REQUEST A ▸ Repeat the District 97 excerpt from "When the District" up to and including "years to come.", switching every "referendum" to "ballot measure".
REQUEST B ▸ In the piece on District 97 school reform, until what year was the teacher contract extended in its current form?
++++ EXCERPT
When the District 97 tax increase passed last spring, there was much talk about how the new board and newer administration were on the cusp of bringing about real change and that things like merit pay were just around the corner in Oak Park.

In fact, despite all the activity nationally, it’s been quiet on the local school reform front. When the teachers union took a pay freeze to garner support for the referendum, it also meant extending the teacher contract in its current form by one year to 2014. While that meant no pay raise for one year, it also meant no tinkering with the compensation and teacher review model for years to come.

Teachers who favor keeping the steps-and-ladders pay scale, which rewards longevity but not performance, should be chest-thumpingly proud.

So what’s a district that should be leading the school reform parade do?

Here are a few modest proposals (anti-school reformers, get ready to pile on, tell me I’m crazy and that I hate the kids, but here goes anyway).
++++++++
++++ DATASET CONTENT
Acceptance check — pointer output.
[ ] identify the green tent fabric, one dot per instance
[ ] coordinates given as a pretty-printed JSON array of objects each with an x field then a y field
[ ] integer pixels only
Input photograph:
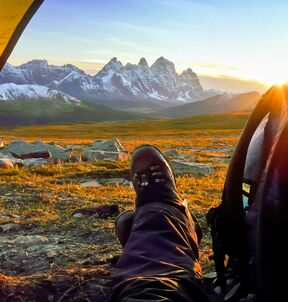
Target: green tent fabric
[{"x": 14, "y": 17}]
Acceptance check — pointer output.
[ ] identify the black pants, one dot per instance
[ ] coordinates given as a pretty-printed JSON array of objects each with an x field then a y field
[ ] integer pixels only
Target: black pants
[{"x": 160, "y": 260}]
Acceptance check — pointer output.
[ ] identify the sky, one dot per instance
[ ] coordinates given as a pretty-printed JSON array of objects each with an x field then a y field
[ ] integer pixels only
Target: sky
[{"x": 233, "y": 45}]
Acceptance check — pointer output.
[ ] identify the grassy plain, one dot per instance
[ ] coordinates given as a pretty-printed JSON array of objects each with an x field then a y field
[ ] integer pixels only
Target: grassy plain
[{"x": 43, "y": 199}]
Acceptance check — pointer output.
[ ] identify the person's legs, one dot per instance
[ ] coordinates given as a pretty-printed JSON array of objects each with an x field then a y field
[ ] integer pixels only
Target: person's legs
[{"x": 160, "y": 257}]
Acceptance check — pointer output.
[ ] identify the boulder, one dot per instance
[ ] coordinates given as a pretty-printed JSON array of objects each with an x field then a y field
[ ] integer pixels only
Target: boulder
[
  {"x": 182, "y": 167},
  {"x": 116, "y": 181},
  {"x": 57, "y": 152},
  {"x": 35, "y": 154},
  {"x": 35, "y": 162},
  {"x": 91, "y": 184},
  {"x": 104, "y": 211},
  {"x": 22, "y": 149},
  {"x": 172, "y": 153},
  {"x": 6, "y": 163},
  {"x": 97, "y": 155},
  {"x": 111, "y": 145}
]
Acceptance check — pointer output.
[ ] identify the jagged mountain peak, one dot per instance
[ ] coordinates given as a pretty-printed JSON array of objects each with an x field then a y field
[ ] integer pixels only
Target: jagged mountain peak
[
  {"x": 165, "y": 66},
  {"x": 116, "y": 85},
  {"x": 143, "y": 62},
  {"x": 188, "y": 72},
  {"x": 36, "y": 63}
]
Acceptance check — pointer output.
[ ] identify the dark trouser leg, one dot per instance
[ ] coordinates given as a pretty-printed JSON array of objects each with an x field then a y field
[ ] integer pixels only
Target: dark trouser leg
[{"x": 160, "y": 259}]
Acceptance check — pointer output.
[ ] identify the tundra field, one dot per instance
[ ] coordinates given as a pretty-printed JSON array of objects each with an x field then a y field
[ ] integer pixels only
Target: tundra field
[{"x": 49, "y": 253}]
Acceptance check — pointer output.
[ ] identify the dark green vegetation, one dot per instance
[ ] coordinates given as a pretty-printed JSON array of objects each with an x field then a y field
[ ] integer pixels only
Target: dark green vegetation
[
  {"x": 134, "y": 129},
  {"x": 216, "y": 104},
  {"x": 35, "y": 112}
]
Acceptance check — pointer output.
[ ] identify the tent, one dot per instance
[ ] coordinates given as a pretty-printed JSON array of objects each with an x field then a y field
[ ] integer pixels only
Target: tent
[
  {"x": 14, "y": 17},
  {"x": 251, "y": 223}
]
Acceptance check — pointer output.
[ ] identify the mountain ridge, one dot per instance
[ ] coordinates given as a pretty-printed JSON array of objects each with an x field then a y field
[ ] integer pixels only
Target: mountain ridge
[{"x": 135, "y": 85}]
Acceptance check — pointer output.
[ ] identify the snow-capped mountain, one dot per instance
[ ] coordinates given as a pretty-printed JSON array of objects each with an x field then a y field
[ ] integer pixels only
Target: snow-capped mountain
[
  {"x": 14, "y": 92},
  {"x": 116, "y": 85}
]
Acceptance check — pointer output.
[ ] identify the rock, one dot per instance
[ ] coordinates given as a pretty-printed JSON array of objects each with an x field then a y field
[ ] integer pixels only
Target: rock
[
  {"x": 35, "y": 154},
  {"x": 22, "y": 149},
  {"x": 35, "y": 162},
  {"x": 75, "y": 158},
  {"x": 105, "y": 150},
  {"x": 223, "y": 160},
  {"x": 91, "y": 184},
  {"x": 12, "y": 227},
  {"x": 6, "y": 163},
  {"x": 181, "y": 167},
  {"x": 78, "y": 215},
  {"x": 57, "y": 152},
  {"x": 94, "y": 155},
  {"x": 74, "y": 147},
  {"x": 116, "y": 181},
  {"x": 102, "y": 211},
  {"x": 111, "y": 145},
  {"x": 31, "y": 240},
  {"x": 172, "y": 153},
  {"x": 15, "y": 161}
]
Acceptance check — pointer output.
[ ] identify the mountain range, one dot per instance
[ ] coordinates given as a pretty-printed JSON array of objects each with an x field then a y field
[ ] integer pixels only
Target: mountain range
[{"x": 136, "y": 88}]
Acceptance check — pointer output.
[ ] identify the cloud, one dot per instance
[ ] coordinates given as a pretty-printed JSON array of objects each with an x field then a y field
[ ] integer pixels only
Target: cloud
[{"x": 231, "y": 84}]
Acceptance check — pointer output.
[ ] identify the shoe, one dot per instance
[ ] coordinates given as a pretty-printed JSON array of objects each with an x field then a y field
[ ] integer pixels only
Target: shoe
[{"x": 153, "y": 177}]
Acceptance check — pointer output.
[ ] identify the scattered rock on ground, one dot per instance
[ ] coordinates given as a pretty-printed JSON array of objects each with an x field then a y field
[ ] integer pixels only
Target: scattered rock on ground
[
  {"x": 92, "y": 184},
  {"x": 12, "y": 227},
  {"x": 15, "y": 161},
  {"x": 102, "y": 211},
  {"x": 35, "y": 162},
  {"x": 116, "y": 181},
  {"x": 111, "y": 145},
  {"x": 172, "y": 153},
  {"x": 97, "y": 155},
  {"x": 182, "y": 167},
  {"x": 6, "y": 163},
  {"x": 105, "y": 150},
  {"x": 22, "y": 149}
]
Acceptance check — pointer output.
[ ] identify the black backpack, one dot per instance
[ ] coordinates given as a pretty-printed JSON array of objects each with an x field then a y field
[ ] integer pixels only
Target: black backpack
[{"x": 250, "y": 226}]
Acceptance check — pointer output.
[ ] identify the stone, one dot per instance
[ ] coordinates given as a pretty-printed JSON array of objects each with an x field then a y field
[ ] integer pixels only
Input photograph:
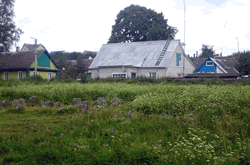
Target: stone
[
  {"x": 58, "y": 104},
  {"x": 34, "y": 101},
  {"x": 101, "y": 101},
  {"x": 19, "y": 102},
  {"x": 76, "y": 101},
  {"x": 116, "y": 100},
  {"x": 60, "y": 110},
  {"x": 49, "y": 103},
  {"x": 85, "y": 106},
  {"x": 4, "y": 104}
]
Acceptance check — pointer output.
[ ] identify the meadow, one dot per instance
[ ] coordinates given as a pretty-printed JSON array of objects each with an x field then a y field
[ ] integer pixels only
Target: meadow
[{"x": 158, "y": 123}]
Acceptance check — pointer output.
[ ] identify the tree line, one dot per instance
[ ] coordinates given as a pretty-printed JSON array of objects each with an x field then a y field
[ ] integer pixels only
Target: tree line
[{"x": 134, "y": 23}]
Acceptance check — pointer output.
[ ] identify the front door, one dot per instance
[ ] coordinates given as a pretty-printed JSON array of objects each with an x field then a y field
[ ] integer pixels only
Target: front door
[{"x": 133, "y": 75}]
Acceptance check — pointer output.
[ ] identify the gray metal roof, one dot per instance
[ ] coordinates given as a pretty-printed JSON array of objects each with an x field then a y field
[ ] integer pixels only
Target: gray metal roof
[{"x": 138, "y": 54}]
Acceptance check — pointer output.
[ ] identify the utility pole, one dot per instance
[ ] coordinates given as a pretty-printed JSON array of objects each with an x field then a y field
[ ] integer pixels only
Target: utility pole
[
  {"x": 238, "y": 44},
  {"x": 184, "y": 44},
  {"x": 35, "y": 56},
  {"x": 1, "y": 23},
  {"x": 222, "y": 38}
]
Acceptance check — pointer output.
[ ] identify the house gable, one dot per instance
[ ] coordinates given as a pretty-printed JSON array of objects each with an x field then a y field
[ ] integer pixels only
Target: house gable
[
  {"x": 210, "y": 66},
  {"x": 44, "y": 61}
]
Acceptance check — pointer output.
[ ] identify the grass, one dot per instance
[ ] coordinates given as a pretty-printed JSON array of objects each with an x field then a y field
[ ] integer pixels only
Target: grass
[{"x": 156, "y": 124}]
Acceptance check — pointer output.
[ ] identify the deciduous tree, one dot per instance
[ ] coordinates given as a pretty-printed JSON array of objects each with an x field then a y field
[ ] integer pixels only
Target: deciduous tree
[
  {"x": 207, "y": 51},
  {"x": 136, "y": 23},
  {"x": 9, "y": 33}
]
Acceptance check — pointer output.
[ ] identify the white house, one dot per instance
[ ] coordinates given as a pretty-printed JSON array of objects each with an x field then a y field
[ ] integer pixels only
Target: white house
[{"x": 163, "y": 58}]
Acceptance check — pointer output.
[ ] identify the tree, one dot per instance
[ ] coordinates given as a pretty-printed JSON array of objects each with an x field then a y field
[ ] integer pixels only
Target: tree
[
  {"x": 8, "y": 31},
  {"x": 136, "y": 23},
  {"x": 71, "y": 71},
  {"x": 243, "y": 63},
  {"x": 74, "y": 55},
  {"x": 207, "y": 51}
]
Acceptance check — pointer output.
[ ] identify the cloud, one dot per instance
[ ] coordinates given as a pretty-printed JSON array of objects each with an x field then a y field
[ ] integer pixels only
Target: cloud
[
  {"x": 247, "y": 36},
  {"x": 216, "y": 2},
  {"x": 238, "y": 4},
  {"x": 24, "y": 21}
]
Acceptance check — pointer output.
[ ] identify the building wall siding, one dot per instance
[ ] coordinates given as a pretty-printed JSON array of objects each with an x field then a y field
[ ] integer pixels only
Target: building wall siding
[
  {"x": 173, "y": 70},
  {"x": 13, "y": 75},
  {"x": 43, "y": 74}
]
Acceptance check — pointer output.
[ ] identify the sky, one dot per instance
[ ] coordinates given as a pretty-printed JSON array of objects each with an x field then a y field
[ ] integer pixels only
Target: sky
[{"x": 80, "y": 25}]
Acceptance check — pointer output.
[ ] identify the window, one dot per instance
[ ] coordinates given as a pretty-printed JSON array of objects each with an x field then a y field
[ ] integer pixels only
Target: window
[
  {"x": 210, "y": 63},
  {"x": 117, "y": 75},
  {"x": 34, "y": 73},
  {"x": 49, "y": 76},
  {"x": 20, "y": 75},
  {"x": 6, "y": 75},
  {"x": 152, "y": 74}
]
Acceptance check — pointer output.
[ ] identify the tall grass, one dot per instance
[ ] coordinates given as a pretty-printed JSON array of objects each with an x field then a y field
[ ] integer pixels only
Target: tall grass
[{"x": 156, "y": 124}]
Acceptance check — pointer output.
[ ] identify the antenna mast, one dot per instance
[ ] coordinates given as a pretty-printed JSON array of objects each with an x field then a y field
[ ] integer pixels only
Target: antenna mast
[
  {"x": 184, "y": 44},
  {"x": 35, "y": 56},
  {"x": 222, "y": 38}
]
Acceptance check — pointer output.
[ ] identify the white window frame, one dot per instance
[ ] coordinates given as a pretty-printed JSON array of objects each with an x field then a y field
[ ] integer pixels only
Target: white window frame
[
  {"x": 135, "y": 74},
  {"x": 20, "y": 73},
  {"x": 118, "y": 75},
  {"x": 209, "y": 65},
  {"x": 34, "y": 73},
  {"x": 151, "y": 74},
  {"x": 48, "y": 78},
  {"x": 4, "y": 75}
]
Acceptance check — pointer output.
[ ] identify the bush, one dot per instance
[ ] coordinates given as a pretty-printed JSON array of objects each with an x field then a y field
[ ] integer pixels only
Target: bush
[
  {"x": 66, "y": 79},
  {"x": 36, "y": 77}
]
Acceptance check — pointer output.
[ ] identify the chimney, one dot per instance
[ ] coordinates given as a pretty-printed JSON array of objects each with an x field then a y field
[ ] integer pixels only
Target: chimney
[{"x": 17, "y": 49}]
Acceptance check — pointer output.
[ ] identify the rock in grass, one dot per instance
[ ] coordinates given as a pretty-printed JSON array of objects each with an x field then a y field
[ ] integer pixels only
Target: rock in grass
[
  {"x": 4, "y": 104},
  {"x": 116, "y": 100},
  {"x": 60, "y": 110},
  {"x": 19, "y": 102},
  {"x": 58, "y": 104},
  {"x": 76, "y": 101},
  {"x": 49, "y": 103},
  {"x": 101, "y": 102},
  {"x": 84, "y": 106},
  {"x": 34, "y": 101}
]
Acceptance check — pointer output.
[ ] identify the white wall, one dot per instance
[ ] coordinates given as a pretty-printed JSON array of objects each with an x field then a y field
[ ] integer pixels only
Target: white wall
[{"x": 173, "y": 70}]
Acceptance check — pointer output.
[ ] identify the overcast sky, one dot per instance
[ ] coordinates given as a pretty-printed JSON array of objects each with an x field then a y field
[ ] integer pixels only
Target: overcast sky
[{"x": 79, "y": 25}]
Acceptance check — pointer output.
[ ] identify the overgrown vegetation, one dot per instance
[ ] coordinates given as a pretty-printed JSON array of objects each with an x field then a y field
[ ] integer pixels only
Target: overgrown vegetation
[{"x": 156, "y": 124}]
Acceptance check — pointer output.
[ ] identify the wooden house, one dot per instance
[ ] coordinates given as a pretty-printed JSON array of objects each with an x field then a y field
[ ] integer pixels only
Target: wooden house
[
  {"x": 19, "y": 65},
  {"x": 30, "y": 47},
  {"x": 216, "y": 65},
  {"x": 156, "y": 59}
]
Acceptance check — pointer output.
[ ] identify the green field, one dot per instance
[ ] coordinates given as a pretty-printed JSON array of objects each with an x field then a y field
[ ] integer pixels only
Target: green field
[{"x": 156, "y": 124}]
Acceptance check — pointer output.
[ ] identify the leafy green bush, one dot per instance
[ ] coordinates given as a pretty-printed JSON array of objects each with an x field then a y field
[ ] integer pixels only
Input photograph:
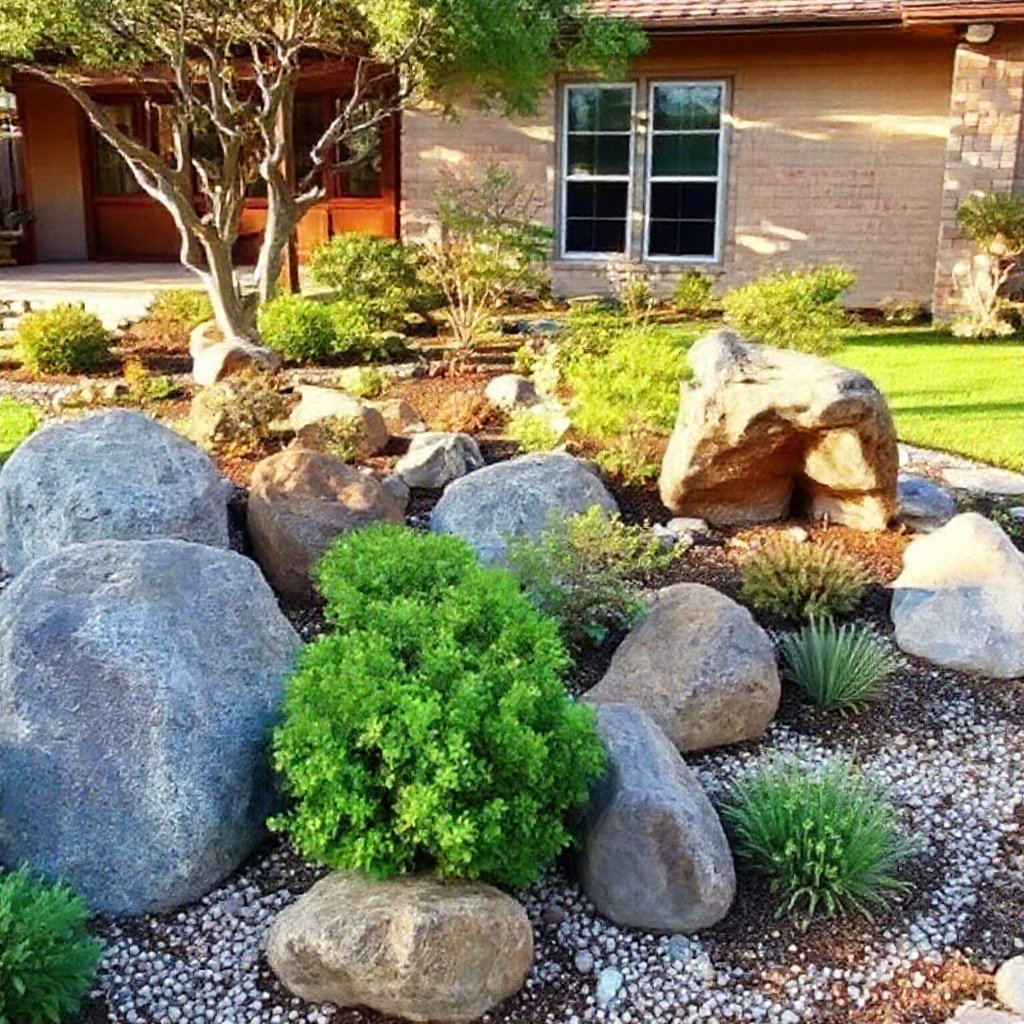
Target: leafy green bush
[
  {"x": 384, "y": 276},
  {"x": 792, "y": 308},
  {"x": 181, "y": 307},
  {"x": 795, "y": 580},
  {"x": 825, "y": 839},
  {"x": 840, "y": 667},
  {"x": 65, "y": 339},
  {"x": 17, "y": 421},
  {"x": 47, "y": 961},
  {"x": 692, "y": 295},
  {"x": 581, "y": 568},
  {"x": 301, "y": 329},
  {"x": 431, "y": 729}
]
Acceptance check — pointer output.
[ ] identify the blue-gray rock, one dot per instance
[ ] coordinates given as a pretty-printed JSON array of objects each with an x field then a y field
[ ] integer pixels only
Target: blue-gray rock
[
  {"x": 654, "y": 855},
  {"x": 517, "y": 499},
  {"x": 119, "y": 476},
  {"x": 924, "y": 506},
  {"x": 139, "y": 682}
]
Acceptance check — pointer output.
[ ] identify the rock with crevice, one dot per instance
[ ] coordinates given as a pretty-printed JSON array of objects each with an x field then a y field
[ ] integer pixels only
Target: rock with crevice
[{"x": 763, "y": 433}]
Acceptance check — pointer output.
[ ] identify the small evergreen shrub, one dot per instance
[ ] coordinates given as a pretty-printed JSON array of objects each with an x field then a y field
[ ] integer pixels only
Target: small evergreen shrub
[
  {"x": 47, "y": 961},
  {"x": 797, "y": 309},
  {"x": 431, "y": 729},
  {"x": 795, "y": 580},
  {"x": 183, "y": 308},
  {"x": 826, "y": 841},
  {"x": 301, "y": 329},
  {"x": 839, "y": 667},
  {"x": 384, "y": 276},
  {"x": 66, "y": 339},
  {"x": 581, "y": 570},
  {"x": 692, "y": 294}
]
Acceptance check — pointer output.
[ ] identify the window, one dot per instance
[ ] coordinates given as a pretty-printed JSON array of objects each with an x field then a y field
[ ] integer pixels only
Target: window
[
  {"x": 684, "y": 169},
  {"x": 598, "y": 169}
]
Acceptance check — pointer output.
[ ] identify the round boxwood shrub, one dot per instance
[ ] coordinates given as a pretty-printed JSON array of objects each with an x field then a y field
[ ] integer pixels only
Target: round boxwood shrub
[
  {"x": 66, "y": 339},
  {"x": 431, "y": 730},
  {"x": 47, "y": 961},
  {"x": 300, "y": 329}
]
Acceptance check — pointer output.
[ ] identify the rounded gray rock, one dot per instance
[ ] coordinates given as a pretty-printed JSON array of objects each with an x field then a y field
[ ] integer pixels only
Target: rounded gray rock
[
  {"x": 118, "y": 475},
  {"x": 139, "y": 682},
  {"x": 517, "y": 499}
]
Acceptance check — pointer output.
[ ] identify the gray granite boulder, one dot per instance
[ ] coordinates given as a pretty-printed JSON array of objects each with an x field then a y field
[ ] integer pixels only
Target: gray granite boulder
[
  {"x": 413, "y": 947},
  {"x": 654, "y": 855},
  {"x": 960, "y": 600},
  {"x": 138, "y": 685},
  {"x": 119, "y": 476},
  {"x": 699, "y": 666},
  {"x": 517, "y": 499}
]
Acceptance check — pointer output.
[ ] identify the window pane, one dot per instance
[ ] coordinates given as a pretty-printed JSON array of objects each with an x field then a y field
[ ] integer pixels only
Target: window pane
[
  {"x": 686, "y": 108},
  {"x": 694, "y": 156}
]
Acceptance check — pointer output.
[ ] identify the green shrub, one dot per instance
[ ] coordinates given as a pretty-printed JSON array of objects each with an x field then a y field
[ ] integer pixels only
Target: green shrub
[
  {"x": 825, "y": 840},
  {"x": 384, "y": 276},
  {"x": 795, "y": 580},
  {"x": 301, "y": 329},
  {"x": 66, "y": 339},
  {"x": 792, "y": 308},
  {"x": 181, "y": 307},
  {"x": 837, "y": 667},
  {"x": 692, "y": 295},
  {"x": 581, "y": 568},
  {"x": 17, "y": 421},
  {"x": 432, "y": 728},
  {"x": 47, "y": 961},
  {"x": 532, "y": 431}
]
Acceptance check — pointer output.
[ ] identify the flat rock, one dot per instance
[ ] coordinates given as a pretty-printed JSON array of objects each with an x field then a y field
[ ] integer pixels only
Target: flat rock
[
  {"x": 924, "y": 506},
  {"x": 414, "y": 947},
  {"x": 654, "y": 855},
  {"x": 139, "y": 682},
  {"x": 117, "y": 475},
  {"x": 765, "y": 432},
  {"x": 699, "y": 666},
  {"x": 960, "y": 600},
  {"x": 300, "y": 501},
  {"x": 516, "y": 499}
]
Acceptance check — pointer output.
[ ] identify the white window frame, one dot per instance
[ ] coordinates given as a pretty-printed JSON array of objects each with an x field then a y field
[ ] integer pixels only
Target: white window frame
[
  {"x": 563, "y": 171},
  {"x": 720, "y": 179}
]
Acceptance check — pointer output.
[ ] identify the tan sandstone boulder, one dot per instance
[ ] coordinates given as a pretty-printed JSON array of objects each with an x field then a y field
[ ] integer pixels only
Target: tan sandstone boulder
[
  {"x": 300, "y": 501},
  {"x": 766, "y": 432},
  {"x": 699, "y": 666},
  {"x": 414, "y": 947}
]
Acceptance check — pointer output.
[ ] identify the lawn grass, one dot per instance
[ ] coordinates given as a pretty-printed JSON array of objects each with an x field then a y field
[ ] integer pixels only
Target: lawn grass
[
  {"x": 17, "y": 420},
  {"x": 961, "y": 396}
]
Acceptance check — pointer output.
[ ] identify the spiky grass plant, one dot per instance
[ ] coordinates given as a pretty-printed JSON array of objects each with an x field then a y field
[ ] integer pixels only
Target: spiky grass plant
[
  {"x": 825, "y": 839},
  {"x": 838, "y": 667}
]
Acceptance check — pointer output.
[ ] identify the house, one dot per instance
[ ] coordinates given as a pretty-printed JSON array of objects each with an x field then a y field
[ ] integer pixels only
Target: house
[{"x": 751, "y": 133}]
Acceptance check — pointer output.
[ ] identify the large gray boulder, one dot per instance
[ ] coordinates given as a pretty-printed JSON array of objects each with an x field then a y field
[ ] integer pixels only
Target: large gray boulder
[
  {"x": 699, "y": 666},
  {"x": 960, "y": 600},
  {"x": 654, "y": 855},
  {"x": 138, "y": 685},
  {"x": 412, "y": 947},
  {"x": 517, "y": 499},
  {"x": 763, "y": 432},
  {"x": 119, "y": 476}
]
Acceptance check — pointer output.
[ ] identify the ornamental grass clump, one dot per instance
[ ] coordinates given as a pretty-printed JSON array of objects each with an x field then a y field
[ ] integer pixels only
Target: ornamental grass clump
[
  {"x": 47, "y": 961},
  {"x": 798, "y": 580},
  {"x": 824, "y": 838},
  {"x": 431, "y": 728},
  {"x": 838, "y": 667}
]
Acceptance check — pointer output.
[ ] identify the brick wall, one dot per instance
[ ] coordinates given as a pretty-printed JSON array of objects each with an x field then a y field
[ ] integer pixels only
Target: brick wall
[
  {"x": 985, "y": 147},
  {"x": 837, "y": 150}
]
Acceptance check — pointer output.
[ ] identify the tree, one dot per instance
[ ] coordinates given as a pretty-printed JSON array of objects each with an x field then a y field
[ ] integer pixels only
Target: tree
[{"x": 226, "y": 71}]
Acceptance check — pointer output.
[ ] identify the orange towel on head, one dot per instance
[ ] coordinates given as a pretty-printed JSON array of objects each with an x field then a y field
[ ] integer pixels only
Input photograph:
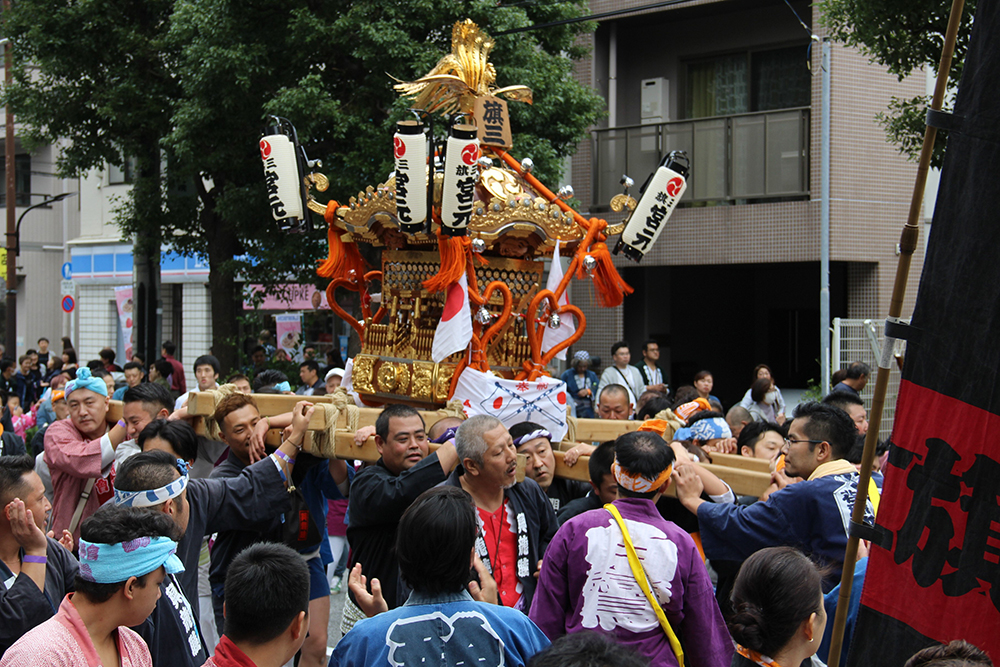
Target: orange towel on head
[{"x": 688, "y": 409}]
++++++++
WRITTEN SOLUTION A ▸
When the District 97 tax increase passed last spring, there was much talk about how the new board and newer administration were on the cusp of bringing about real change and that things like merit pay were just around the corner in Oak Park.

In fact, despite all the activity nationally, it’s been quiet on the local school reform front. When the teachers union took a pay freeze to garner support for the ballot measure, it also meant extending the teacher contract in its current form by one year to 2014. While that meant no pay raise for one year, it also meant no tinkering with the compensation and teacher review model for years to come.

WRITTEN SOLUTION B ▸ 2014